* [Requirements]: Please extract each line of the data below that contains the string "person", copying every such line in full.

* [Data provided]:
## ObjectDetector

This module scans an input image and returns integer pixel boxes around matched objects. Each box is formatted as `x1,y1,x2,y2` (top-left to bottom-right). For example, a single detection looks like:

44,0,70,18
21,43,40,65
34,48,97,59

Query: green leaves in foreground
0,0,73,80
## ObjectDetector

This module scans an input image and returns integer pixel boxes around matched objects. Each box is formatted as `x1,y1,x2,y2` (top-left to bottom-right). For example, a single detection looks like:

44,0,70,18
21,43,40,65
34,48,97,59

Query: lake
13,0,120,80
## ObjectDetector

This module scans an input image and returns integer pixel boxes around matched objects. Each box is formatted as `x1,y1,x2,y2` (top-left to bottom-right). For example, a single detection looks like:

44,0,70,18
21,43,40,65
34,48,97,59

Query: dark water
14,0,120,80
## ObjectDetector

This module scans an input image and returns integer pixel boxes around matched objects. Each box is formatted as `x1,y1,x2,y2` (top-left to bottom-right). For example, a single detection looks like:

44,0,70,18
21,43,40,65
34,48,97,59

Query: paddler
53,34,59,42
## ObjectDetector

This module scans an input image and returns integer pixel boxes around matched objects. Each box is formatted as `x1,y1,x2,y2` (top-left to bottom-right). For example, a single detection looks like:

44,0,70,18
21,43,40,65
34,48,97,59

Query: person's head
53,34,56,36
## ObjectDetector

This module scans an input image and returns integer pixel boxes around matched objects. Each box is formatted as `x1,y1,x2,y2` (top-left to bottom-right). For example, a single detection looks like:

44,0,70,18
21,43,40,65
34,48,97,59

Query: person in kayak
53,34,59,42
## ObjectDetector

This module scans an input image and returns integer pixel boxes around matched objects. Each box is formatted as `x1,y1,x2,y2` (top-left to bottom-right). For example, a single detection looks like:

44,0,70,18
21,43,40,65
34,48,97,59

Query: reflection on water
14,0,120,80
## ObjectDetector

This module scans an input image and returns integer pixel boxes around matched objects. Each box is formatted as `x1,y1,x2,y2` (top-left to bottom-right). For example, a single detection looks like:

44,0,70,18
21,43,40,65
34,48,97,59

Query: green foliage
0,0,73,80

* [Answer below]:
Query: person's head
Query: person in kayak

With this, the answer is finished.